§ **Written problem**: Pick out and copy every line below that contains the word "each".

++++ Data in this exercise

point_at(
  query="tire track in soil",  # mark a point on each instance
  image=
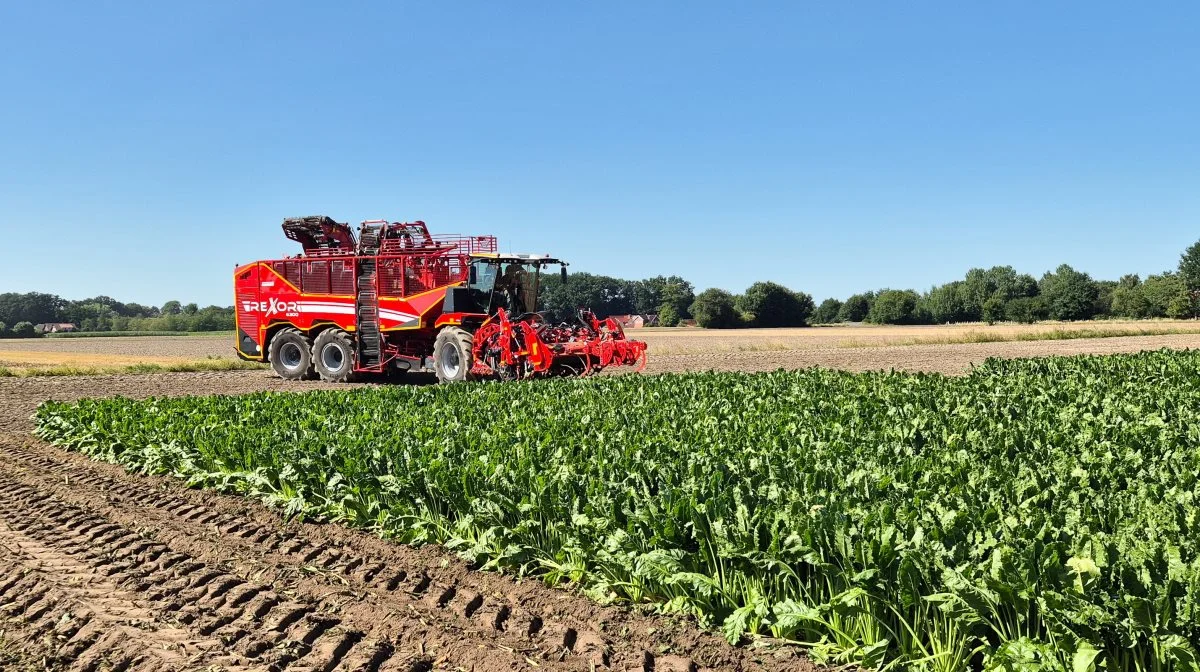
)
(431, 607)
(118, 600)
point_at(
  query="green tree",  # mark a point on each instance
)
(1182, 306)
(669, 316)
(678, 293)
(1129, 299)
(769, 304)
(1161, 291)
(1069, 294)
(994, 309)
(33, 306)
(1025, 310)
(23, 330)
(1105, 289)
(857, 307)
(827, 312)
(894, 306)
(601, 294)
(1189, 268)
(946, 304)
(715, 309)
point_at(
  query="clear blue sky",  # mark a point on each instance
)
(145, 148)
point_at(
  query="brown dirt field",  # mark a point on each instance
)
(807, 347)
(101, 569)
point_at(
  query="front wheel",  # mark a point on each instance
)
(291, 355)
(451, 355)
(334, 355)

++++++++

§ **Exercise response**:
  query="tire track in soil",  # mark a point on each instance
  query="green tree",  # mark a point on each instance
  query="clear blue sky",  # mark a point on each instance
  query="brown dirt field",  # mark a point on each instance
  query="front wheel",  # mark a point on each instance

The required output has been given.